Output exactly the lines of the listing below that run from the line with "target | sky" through the line with "sample | (430,554)". No pictures.

%%

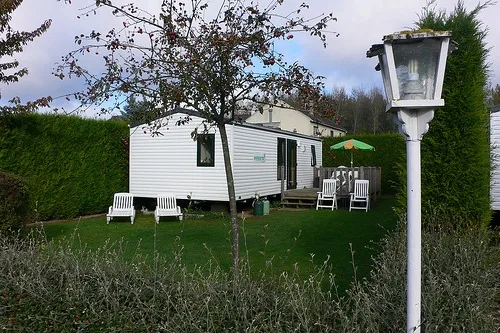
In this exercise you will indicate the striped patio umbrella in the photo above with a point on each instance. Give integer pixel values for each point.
(352, 145)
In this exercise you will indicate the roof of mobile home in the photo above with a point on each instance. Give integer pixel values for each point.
(236, 123)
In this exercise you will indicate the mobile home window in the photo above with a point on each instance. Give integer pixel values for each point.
(206, 150)
(281, 156)
(313, 155)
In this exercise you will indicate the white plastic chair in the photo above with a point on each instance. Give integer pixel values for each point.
(123, 206)
(361, 195)
(166, 205)
(329, 193)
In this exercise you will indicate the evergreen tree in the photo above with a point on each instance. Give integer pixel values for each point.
(455, 151)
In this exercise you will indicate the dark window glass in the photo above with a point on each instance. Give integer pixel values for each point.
(206, 150)
(281, 156)
(313, 155)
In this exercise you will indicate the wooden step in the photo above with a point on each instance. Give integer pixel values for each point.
(298, 202)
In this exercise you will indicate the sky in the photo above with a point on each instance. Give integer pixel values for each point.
(360, 23)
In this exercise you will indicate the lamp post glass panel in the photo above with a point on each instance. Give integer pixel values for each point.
(412, 66)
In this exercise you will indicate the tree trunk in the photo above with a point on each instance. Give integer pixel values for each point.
(235, 245)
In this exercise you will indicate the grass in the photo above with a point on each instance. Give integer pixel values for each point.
(285, 238)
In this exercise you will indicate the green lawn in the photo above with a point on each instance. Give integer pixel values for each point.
(292, 236)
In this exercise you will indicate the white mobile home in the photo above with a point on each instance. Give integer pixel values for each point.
(173, 162)
(495, 157)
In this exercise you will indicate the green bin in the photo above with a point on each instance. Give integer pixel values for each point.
(266, 207)
(258, 208)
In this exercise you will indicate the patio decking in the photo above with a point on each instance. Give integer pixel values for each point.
(306, 198)
(300, 198)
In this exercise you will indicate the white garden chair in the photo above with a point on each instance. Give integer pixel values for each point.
(328, 194)
(361, 195)
(123, 206)
(166, 205)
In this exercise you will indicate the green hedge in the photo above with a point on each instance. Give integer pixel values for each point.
(455, 151)
(14, 203)
(389, 151)
(72, 166)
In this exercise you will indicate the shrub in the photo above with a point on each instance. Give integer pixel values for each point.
(72, 166)
(456, 151)
(15, 208)
(68, 288)
(460, 281)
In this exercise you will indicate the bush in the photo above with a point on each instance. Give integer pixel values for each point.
(67, 288)
(54, 287)
(72, 166)
(456, 151)
(460, 285)
(15, 208)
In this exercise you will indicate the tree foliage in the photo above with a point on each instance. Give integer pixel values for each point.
(204, 58)
(12, 42)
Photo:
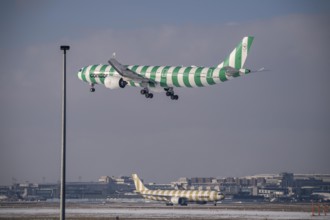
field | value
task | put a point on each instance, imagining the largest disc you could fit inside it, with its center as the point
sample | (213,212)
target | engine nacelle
(179,201)
(111,82)
(244,70)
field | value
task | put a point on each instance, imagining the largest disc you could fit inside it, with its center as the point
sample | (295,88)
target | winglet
(238,56)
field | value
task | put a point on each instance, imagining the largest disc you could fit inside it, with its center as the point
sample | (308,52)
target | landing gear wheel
(174,97)
(149,95)
(122,83)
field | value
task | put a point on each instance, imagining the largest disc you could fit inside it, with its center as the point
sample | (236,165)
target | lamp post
(63,154)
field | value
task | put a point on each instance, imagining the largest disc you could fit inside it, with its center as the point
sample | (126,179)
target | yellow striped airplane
(177,197)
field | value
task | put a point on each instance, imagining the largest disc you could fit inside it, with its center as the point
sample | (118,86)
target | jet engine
(111,82)
(179,201)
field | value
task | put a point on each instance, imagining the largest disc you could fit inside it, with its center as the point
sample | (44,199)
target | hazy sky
(265,122)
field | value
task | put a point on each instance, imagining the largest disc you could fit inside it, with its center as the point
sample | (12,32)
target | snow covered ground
(154,213)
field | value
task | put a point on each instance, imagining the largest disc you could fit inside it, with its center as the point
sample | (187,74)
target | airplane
(166,78)
(177,197)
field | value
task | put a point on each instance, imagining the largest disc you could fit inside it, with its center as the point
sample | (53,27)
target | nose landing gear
(170,93)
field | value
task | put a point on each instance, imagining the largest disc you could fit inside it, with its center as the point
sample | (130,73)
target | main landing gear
(146,93)
(92,89)
(122,83)
(170,93)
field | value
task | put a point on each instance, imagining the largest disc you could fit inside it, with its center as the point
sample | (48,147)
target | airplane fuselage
(165,76)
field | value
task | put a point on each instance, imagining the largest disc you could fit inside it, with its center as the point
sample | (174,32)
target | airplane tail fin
(139,186)
(237,57)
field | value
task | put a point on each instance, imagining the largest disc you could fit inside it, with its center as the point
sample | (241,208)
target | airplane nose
(79,75)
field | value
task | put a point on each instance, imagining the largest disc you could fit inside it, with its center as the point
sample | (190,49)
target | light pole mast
(63,153)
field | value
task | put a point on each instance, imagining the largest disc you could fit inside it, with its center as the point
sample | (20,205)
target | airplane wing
(127,73)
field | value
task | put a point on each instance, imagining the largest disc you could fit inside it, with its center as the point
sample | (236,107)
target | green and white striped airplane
(177,197)
(166,78)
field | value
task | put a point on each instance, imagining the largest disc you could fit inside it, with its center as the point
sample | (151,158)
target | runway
(156,211)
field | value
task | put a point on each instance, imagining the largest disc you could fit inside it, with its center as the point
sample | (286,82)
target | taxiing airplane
(177,197)
(166,78)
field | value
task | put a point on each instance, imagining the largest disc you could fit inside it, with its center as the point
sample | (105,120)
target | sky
(266,122)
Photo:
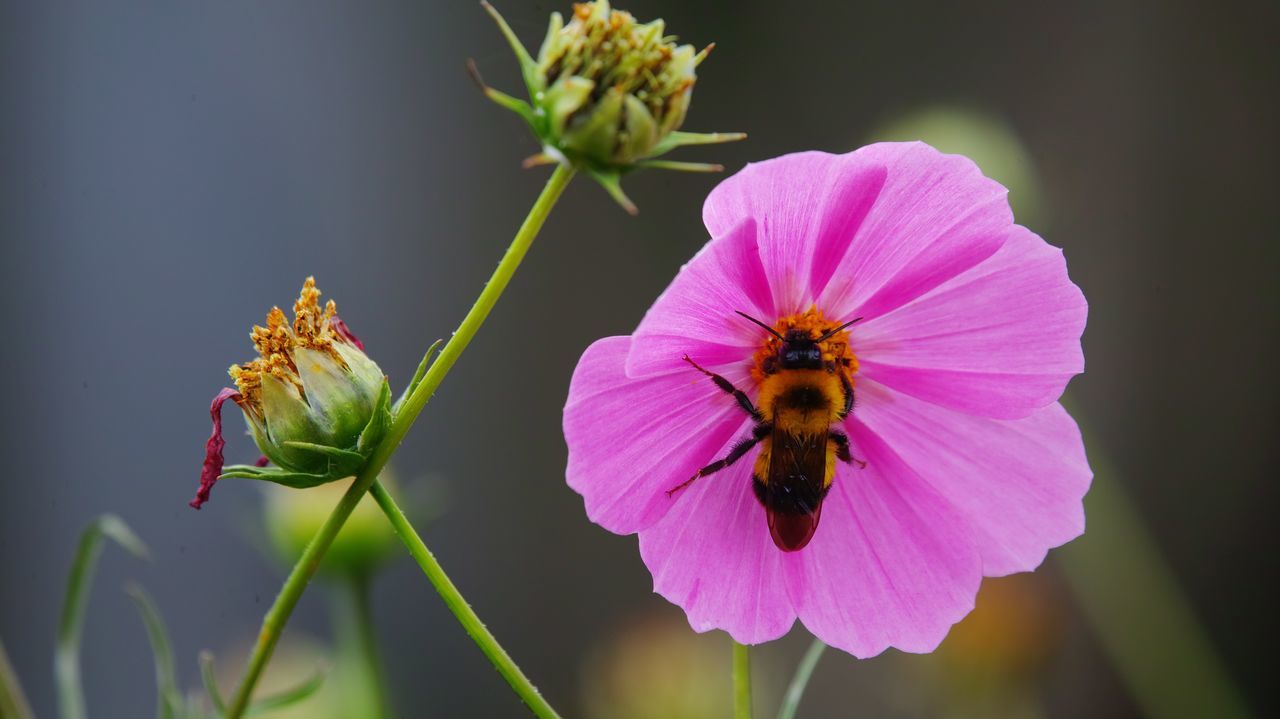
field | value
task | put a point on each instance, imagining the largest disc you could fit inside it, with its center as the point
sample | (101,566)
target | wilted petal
(213,465)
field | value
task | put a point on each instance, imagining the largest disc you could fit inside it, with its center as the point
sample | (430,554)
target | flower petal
(630,440)
(892,562)
(712,555)
(808,207)
(1001,339)
(1020,482)
(935,218)
(213,465)
(695,314)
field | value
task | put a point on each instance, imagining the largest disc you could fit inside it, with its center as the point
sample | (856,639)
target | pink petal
(808,207)
(1020,482)
(935,218)
(1001,339)
(213,465)
(712,555)
(630,440)
(695,314)
(892,562)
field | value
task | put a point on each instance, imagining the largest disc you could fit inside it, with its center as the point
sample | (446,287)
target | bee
(801,397)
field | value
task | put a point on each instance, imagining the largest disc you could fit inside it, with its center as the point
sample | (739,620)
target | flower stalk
(741,681)
(309,562)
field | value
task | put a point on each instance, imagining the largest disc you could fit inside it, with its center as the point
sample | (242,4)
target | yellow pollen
(835,349)
(311,329)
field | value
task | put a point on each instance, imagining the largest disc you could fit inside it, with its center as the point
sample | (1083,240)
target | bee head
(798,348)
(799,351)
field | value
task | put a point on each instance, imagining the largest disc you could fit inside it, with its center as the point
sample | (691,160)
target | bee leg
(848,387)
(841,442)
(741,448)
(745,402)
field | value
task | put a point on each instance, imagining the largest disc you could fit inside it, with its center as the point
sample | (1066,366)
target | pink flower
(969,330)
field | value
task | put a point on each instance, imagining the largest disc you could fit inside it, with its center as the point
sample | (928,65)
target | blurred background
(170,170)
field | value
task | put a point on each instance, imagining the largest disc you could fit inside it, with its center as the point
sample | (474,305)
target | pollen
(835,349)
(275,343)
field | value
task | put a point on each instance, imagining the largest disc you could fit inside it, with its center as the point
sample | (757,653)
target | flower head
(315,404)
(862,477)
(607,94)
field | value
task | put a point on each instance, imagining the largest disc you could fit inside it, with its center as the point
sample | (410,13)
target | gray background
(169,170)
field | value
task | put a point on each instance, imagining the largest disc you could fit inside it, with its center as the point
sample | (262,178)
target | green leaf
(71,626)
(13,701)
(378,422)
(417,376)
(288,697)
(169,699)
(210,678)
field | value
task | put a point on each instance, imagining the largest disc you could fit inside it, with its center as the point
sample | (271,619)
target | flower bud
(315,404)
(607,94)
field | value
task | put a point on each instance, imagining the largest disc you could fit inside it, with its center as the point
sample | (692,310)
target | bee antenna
(767,328)
(830,334)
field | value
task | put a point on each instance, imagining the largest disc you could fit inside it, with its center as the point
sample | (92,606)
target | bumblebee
(805,376)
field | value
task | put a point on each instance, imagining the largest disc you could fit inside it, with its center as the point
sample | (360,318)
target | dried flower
(315,404)
(607,94)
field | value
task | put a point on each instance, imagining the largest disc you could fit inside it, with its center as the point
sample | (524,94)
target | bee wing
(794,491)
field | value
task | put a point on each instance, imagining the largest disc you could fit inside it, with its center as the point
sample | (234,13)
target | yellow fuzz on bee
(833,349)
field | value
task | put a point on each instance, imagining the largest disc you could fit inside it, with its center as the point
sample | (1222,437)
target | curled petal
(214,447)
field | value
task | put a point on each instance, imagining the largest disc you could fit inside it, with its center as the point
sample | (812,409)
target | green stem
(1146,623)
(741,682)
(306,566)
(795,692)
(466,616)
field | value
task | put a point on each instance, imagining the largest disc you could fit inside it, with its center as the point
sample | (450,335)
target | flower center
(810,324)
(311,328)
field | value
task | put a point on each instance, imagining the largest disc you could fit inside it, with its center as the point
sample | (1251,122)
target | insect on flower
(894,275)
(807,387)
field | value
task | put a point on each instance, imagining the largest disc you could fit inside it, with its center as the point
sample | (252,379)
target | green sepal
(612,183)
(296,480)
(342,462)
(681,166)
(378,421)
(528,65)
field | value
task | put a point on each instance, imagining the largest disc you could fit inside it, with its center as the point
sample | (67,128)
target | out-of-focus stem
(804,671)
(1127,590)
(741,682)
(460,608)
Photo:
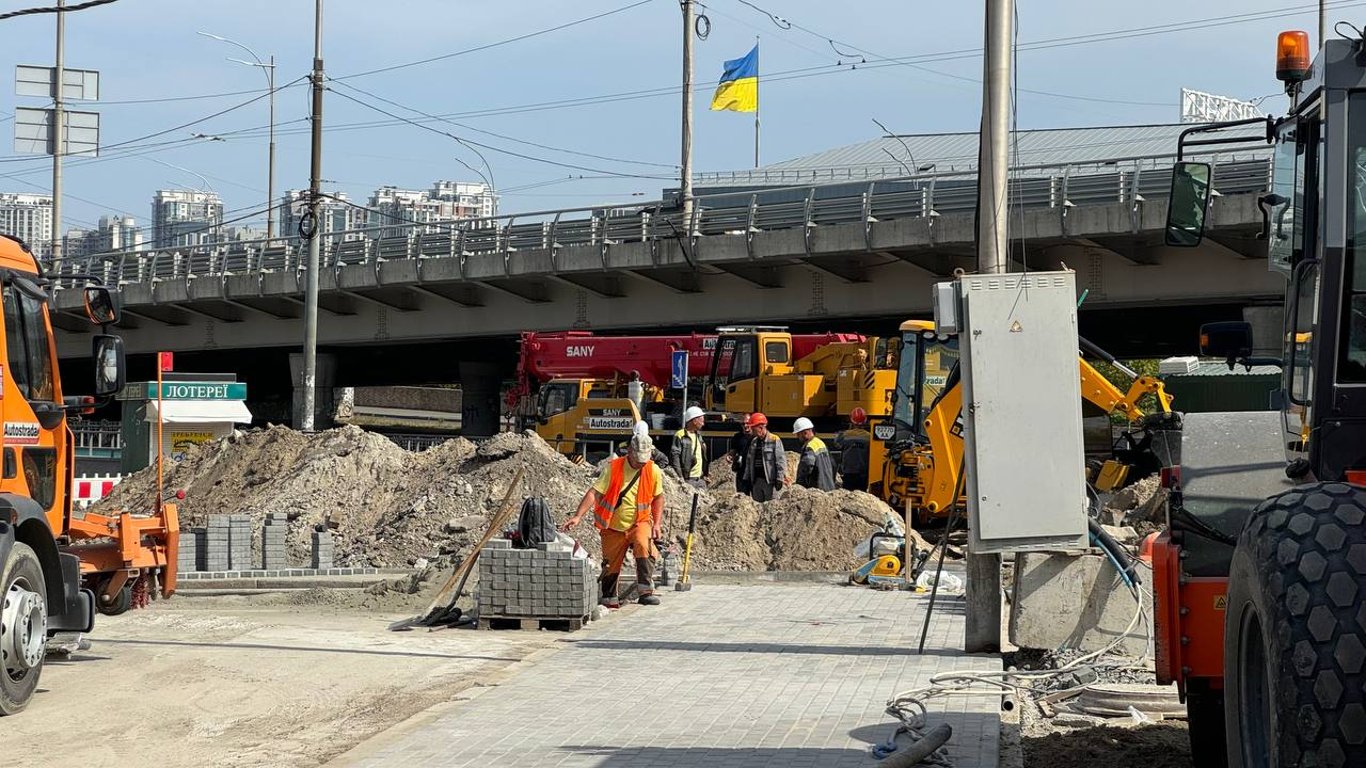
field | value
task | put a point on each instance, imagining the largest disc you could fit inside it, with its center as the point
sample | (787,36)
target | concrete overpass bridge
(820,254)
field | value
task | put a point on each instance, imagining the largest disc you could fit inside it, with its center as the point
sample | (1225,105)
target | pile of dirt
(1141,506)
(801,530)
(391,509)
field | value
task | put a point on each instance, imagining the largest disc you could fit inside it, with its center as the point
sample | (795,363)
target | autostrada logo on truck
(611,420)
(21,433)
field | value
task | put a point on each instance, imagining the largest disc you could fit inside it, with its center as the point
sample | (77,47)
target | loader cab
(924,368)
(1314,226)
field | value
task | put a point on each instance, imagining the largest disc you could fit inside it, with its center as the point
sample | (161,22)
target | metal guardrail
(1131,181)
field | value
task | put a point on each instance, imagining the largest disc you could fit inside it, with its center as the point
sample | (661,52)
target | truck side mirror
(1187,204)
(100,305)
(109,372)
(1231,340)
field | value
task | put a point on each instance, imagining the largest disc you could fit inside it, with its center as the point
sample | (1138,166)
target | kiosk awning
(201,412)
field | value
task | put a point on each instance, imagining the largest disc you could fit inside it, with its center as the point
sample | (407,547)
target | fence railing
(1128,181)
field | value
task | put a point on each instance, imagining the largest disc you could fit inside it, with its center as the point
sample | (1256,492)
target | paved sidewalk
(792,677)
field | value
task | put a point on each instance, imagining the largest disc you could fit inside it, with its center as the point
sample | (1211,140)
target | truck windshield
(28,345)
(1351,368)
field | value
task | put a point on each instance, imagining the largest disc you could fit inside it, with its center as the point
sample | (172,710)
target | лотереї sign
(198,390)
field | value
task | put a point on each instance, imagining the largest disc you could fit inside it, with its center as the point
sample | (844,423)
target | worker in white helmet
(689,455)
(814,469)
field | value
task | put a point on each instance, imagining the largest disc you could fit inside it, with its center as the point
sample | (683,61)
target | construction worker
(767,463)
(814,469)
(689,455)
(627,503)
(739,453)
(853,446)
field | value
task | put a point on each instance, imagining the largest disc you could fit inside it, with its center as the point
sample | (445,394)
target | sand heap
(389,507)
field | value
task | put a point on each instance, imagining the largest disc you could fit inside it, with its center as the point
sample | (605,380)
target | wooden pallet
(532,623)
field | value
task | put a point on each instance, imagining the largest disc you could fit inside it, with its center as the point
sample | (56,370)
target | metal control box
(1022,412)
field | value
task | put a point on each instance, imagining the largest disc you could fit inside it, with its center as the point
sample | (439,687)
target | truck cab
(41,574)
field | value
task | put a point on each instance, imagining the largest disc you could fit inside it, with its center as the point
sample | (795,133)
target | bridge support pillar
(327,375)
(480,406)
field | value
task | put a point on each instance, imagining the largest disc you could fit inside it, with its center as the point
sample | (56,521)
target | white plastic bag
(948,582)
(578,548)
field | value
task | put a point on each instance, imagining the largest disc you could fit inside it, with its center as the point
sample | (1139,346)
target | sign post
(678,379)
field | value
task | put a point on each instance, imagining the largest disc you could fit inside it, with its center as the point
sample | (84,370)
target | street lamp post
(269,77)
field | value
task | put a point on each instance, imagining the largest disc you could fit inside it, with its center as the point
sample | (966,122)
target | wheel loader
(1260,581)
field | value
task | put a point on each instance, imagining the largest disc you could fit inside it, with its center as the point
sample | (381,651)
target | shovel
(443,607)
(683,584)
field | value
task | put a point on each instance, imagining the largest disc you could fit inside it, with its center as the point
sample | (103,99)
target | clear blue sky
(149,49)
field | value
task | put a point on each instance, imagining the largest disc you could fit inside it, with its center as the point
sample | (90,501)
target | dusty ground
(246,682)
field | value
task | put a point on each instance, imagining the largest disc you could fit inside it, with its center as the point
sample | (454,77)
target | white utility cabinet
(1022,412)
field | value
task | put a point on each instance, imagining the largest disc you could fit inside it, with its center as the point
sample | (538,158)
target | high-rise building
(28,217)
(185,217)
(336,213)
(112,235)
(392,211)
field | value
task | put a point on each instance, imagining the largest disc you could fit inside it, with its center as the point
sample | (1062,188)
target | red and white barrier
(89,488)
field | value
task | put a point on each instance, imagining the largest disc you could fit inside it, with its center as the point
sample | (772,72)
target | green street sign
(194,390)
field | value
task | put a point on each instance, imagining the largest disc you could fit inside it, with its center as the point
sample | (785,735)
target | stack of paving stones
(191,551)
(323,548)
(216,544)
(273,554)
(542,588)
(239,537)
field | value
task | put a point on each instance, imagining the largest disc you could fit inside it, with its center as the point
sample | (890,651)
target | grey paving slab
(724,677)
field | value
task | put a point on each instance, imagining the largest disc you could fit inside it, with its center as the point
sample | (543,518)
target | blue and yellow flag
(739,88)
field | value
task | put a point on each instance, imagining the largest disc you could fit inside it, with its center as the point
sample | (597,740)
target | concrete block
(1074,601)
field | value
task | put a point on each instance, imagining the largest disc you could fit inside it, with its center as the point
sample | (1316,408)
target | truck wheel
(1295,632)
(120,604)
(23,627)
(1205,719)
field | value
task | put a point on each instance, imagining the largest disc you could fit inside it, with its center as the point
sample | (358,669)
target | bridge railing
(767,208)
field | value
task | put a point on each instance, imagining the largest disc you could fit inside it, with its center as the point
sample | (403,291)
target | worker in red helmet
(853,446)
(767,465)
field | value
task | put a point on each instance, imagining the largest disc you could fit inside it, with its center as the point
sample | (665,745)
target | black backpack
(534,524)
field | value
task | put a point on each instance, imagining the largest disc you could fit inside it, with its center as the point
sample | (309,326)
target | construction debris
(388,507)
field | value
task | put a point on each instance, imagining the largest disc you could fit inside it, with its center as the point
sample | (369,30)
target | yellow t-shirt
(624,514)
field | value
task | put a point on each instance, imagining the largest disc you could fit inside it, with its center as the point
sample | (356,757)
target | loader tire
(1295,633)
(21,578)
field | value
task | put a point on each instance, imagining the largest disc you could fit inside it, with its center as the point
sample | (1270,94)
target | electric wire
(55,8)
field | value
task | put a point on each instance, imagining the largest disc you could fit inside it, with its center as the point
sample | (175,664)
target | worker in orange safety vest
(627,503)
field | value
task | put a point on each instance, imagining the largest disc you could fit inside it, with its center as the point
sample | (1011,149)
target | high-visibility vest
(644,492)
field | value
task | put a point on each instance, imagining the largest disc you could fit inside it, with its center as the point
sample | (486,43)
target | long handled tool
(683,582)
(443,606)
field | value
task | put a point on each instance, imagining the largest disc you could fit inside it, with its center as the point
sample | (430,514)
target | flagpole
(756,101)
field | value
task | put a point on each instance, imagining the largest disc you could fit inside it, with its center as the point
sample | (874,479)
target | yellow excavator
(920,446)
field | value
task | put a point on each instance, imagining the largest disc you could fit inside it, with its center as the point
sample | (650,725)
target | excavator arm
(939,466)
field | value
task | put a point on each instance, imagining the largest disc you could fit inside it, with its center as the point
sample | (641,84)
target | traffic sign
(679,379)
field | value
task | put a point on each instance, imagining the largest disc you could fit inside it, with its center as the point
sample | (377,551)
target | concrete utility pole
(686,187)
(310,291)
(59,135)
(984,571)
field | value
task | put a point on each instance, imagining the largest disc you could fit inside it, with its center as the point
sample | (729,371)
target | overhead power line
(55,8)
(485,47)
(500,151)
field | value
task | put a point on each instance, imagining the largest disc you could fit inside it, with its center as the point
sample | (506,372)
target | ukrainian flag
(739,88)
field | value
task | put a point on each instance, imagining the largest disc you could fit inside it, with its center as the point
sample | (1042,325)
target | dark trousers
(855,481)
(762,489)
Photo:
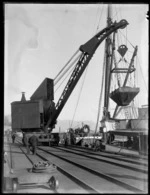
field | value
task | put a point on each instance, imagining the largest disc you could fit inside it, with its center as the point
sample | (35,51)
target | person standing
(26,142)
(13,137)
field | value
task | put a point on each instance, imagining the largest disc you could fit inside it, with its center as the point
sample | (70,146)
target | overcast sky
(41,38)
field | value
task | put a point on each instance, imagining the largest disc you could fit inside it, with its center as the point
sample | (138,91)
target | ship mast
(108,55)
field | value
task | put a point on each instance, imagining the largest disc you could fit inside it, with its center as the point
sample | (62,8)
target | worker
(26,142)
(13,137)
(33,141)
(98,146)
(129,142)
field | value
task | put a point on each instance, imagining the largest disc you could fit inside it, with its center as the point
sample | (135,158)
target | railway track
(87,170)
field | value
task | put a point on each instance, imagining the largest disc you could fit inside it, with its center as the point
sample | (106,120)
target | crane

%%

PROBLEM SOLUTION.
target | sky
(266,122)
Photo:
field | value
task | put a point on each instance, imagining the largest disc you could fit inside it, with its center as the point
sample | (101,566)
target | wilted petal
(213,465)
field | value
task | put a point on each instance, imagining the largest disc you could fit inside it, with its center as the point
sample | (430,554)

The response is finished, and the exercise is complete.